● Passage du document:
──────────

Article 1 a) de la convention. Imposition de peines de prison impliquant l’obligation de travailler en tant que sanction de l’expression d’opinions politiques ou de la manifestation d’une opposition idéologique à l’ordre politique, social ou économique établi. La commission rappelle que plusieurs dispositions de la législation nationale peuvent donner lieu à l’application de peines privatives de liberté (presidio ou prisión) – qui comportent l’obligation de travailler en vertu des articles 12 et 15 du Code pénal et de l’article 64 du Code organique pénitentiaire – pour des infractions qui pourraient être liées à des activités à travers lesquelles les personnes expriment des opinons politiques ou manifestent une opposition idéologique à l’ordre politique, social ou économique établi, à savoir plus particulièrement:
  • Code pénal: articles 147 et 148 (offense ou manque de respect à l’égard du Président de la République ou d’un certain nombre d’autorités publiques); article 149 (dénigrement public de l’Assemblée nationale, du Tribunal suprême de justice, etc.); articles 222 et 225 (offense à l’honneur, la réputation ou le prestige d’un membre de l’Assemblée nationale ou d’un fonctionnaire public, ou d’un corps judiciaire ou politique); article 226 (preuve de la véracité des faits n’étant pas admise); et articles 442 et 444 (diffamation); et
  • Loi constitutionnelle contre la haine et pour la coexistence pacifique et la tolérance (loi no 41.274 du 8 novembre 2017): articles 20 et 21 (incitation à la haine, l’appartenance réelle ou supposée à un groupe politique déterminé constituant une circonstance aggravante de l’infraction).

──────────

● Extraits d'enregistrements:

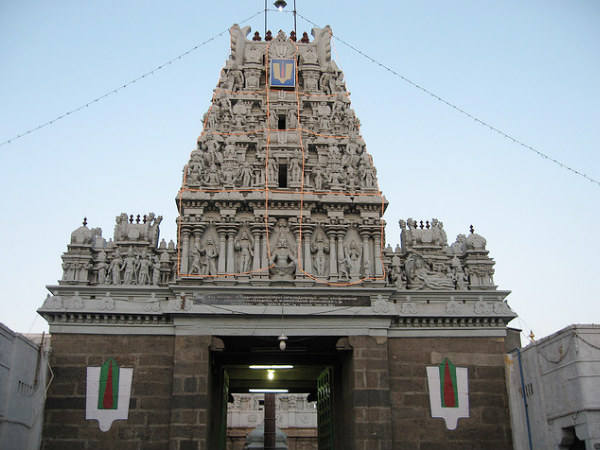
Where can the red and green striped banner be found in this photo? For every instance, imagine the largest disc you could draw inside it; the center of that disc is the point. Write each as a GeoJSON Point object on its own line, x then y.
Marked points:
{"type": "Point", "coordinates": [448, 387]}
{"type": "Point", "coordinates": [108, 394]}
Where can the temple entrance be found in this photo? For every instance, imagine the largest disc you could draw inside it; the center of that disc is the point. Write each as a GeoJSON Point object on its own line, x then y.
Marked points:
{"type": "Point", "coordinates": [306, 378]}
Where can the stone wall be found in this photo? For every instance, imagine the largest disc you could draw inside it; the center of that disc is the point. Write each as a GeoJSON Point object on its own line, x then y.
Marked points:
{"type": "Point", "coordinates": [148, 425]}
{"type": "Point", "coordinates": [488, 425]}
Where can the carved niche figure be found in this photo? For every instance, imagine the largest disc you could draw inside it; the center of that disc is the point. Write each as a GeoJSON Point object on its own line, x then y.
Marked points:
{"type": "Point", "coordinates": [320, 249]}
{"type": "Point", "coordinates": [210, 253]}
{"type": "Point", "coordinates": [353, 257]}
{"type": "Point", "coordinates": [144, 265]}
{"type": "Point", "coordinates": [129, 266]}
{"type": "Point", "coordinates": [419, 277]}
{"type": "Point", "coordinates": [318, 177]}
{"type": "Point", "coordinates": [156, 271]}
{"type": "Point", "coordinates": [439, 234]}
{"type": "Point", "coordinates": [243, 246]}
{"type": "Point", "coordinates": [283, 261]}
{"type": "Point", "coordinates": [296, 169]}
{"type": "Point", "coordinates": [114, 269]}
{"type": "Point", "coordinates": [245, 175]}
{"type": "Point", "coordinates": [102, 267]}
{"type": "Point", "coordinates": [196, 263]}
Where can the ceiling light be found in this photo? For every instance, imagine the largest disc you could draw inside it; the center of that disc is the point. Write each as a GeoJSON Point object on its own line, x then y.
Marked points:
{"type": "Point", "coordinates": [273, 366]}
{"type": "Point", "coordinates": [268, 391]}
{"type": "Point", "coordinates": [280, 4]}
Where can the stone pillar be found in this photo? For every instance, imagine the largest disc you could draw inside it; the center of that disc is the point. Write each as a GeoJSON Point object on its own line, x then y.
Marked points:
{"type": "Point", "coordinates": [256, 257]}
{"type": "Point", "coordinates": [332, 254]}
{"type": "Point", "coordinates": [307, 254]}
{"type": "Point", "coordinates": [185, 248]}
{"type": "Point", "coordinates": [370, 406]}
{"type": "Point", "coordinates": [377, 251]}
{"type": "Point", "coordinates": [341, 255]}
{"type": "Point", "coordinates": [367, 261]}
{"type": "Point", "coordinates": [297, 250]}
{"type": "Point", "coordinates": [190, 401]}
{"type": "Point", "coordinates": [230, 252]}
{"type": "Point", "coordinates": [222, 250]}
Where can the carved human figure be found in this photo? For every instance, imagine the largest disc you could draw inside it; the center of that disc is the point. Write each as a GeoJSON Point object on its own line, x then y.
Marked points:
{"type": "Point", "coordinates": [129, 266]}
{"type": "Point", "coordinates": [235, 80]}
{"type": "Point", "coordinates": [212, 176]}
{"type": "Point", "coordinates": [195, 268]}
{"type": "Point", "coordinates": [318, 177]}
{"type": "Point", "coordinates": [352, 255]}
{"type": "Point", "coordinates": [245, 175]}
{"type": "Point", "coordinates": [419, 277]}
{"type": "Point", "coordinates": [243, 246]}
{"type": "Point", "coordinates": [295, 169]}
{"type": "Point", "coordinates": [272, 170]}
{"type": "Point", "coordinates": [102, 267]}
{"type": "Point", "coordinates": [283, 261]}
{"type": "Point", "coordinates": [114, 269]}
{"type": "Point", "coordinates": [156, 271]}
{"type": "Point", "coordinates": [320, 249]}
{"type": "Point", "coordinates": [211, 253]}
{"type": "Point", "coordinates": [144, 265]}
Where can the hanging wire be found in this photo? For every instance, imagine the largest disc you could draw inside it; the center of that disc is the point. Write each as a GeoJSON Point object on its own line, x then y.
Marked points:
{"type": "Point", "coordinates": [460, 110]}
{"type": "Point", "coordinates": [120, 88]}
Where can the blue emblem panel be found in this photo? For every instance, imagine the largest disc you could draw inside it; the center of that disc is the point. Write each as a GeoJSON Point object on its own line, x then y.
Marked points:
{"type": "Point", "coordinates": [283, 73]}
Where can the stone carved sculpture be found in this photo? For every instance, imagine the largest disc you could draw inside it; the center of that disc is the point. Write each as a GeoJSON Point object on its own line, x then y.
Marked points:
{"type": "Point", "coordinates": [320, 250]}
{"type": "Point", "coordinates": [283, 261]}
{"type": "Point", "coordinates": [243, 246]}
{"type": "Point", "coordinates": [420, 277]}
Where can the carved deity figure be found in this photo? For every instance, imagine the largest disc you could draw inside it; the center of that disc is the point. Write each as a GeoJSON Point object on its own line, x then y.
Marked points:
{"type": "Point", "coordinates": [283, 261]}
{"type": "Point", "coordinates": [352, 257]}
{"type": "Point", "coordinates": [129, 266]}
{"type": "Point", "coordinates": [211, 253]}
{"type": "Point", "coordinates": [320, 250]}
{"type": "Point", "coordinates": [318, 177]}
{"type": "Point", "coordinates": [244, 246]}
{"type": "Point", "coordinates": [156, 271]}
{"type": "Point", "coordinates": [419, 277]}
{"type": "Point", "coordinates": [114, 269]}
{"type": "Point", "coordinates": [102, 267]}
{"type": "Point", "coordinates": [295, 169]}
{"type": "Point", "coordinates": [245, 175]}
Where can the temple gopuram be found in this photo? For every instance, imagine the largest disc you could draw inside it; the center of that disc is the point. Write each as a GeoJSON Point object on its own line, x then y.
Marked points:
{"type": "Point", "coordinates": [279, 280]}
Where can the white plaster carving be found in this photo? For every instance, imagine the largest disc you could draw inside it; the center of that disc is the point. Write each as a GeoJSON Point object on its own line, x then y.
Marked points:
{"type": "Point", "coordinates": [450, 415]}
{"type": "Point", "coordinates": [106, 417]}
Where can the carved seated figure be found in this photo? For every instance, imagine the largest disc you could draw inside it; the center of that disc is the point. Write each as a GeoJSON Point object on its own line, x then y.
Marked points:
{"type": "Point", "coordinates": [419, 277]}
{"type": "Point", "coordinates": [283, 262]}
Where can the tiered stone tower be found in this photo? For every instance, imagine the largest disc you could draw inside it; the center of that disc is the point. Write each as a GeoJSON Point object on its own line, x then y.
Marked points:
{"type": "Point", "coordinates": [280, 187]}
{"type": "Point", "coordinates": [280, 234]}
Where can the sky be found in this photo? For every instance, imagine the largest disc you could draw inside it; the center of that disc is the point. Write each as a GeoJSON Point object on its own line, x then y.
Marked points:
{"type": "Point", "coordinates": [530, 69]}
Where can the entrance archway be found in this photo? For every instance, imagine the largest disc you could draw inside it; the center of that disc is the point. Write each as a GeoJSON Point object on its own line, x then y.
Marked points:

──────────

● Consigne: Prolongez le passage sur les peines de prison assorties de l'obligation de travailler en reprenant juste après sa dernière phrase.

● Réponse:
La commission note que le gouvernement déclare, dans son rapport, rejeter catégoriquement toute allégation concernant une quelconque atteinte au droit à la liberté d’expression au sein de son territoire et précise qu’il n’existe aucune criminalisation des mouvements sociaux visant à exprimer des opinions politiques opposées à l’ordre politique, social ou économique établi. Il affirme que les vénézuéliens sont pleinement libres d’exercer leur droit à la liberté de pensée, au libre développement de leur personnalité et leur droit de manifester tel que cela est garanti par la Constitution. Il souligne que l’État est toutefois également tenu de veiller au respect des droits d’autrui et que certaines limitations aux droits susvisés sont prévues par la législation à cette fin. Il revient au juge de sanctionner les comportements interdits par la législation et d’imposer une peine proportionnelle au délit constaté et au dommage causé, dans le cadre d’un procès juste équitable. S’agissant du travail obligatoire pour les personnes condamnées à des peines privatives de liberté, la commission note que le gouvernement fournit des informations détaillées sur la possibilité de bénéficier de peines alternatives à l’emprisonnement. Le gouvernement ajoute par ailleurs que, depuis l’entrée en vigueur de la Constitution en 1999, aucune peine de presidio n’a été prononcée. La commission prend note de cette information, et observe qu’aucune référence n’est faite par le gouvernement à la peine de prisión, qui comme la peine de «presidio» est une peine privative de liberté impliquant l’obligation de travailler. Elle note, par ailleurs, une nouvelle fois avec regret l’absence d’informations du gouvernement sur l’utilisation dans la pratique des dispositions de la législation nationale mentionnées ci-dessus et des sanctions imposées dans ce contexte.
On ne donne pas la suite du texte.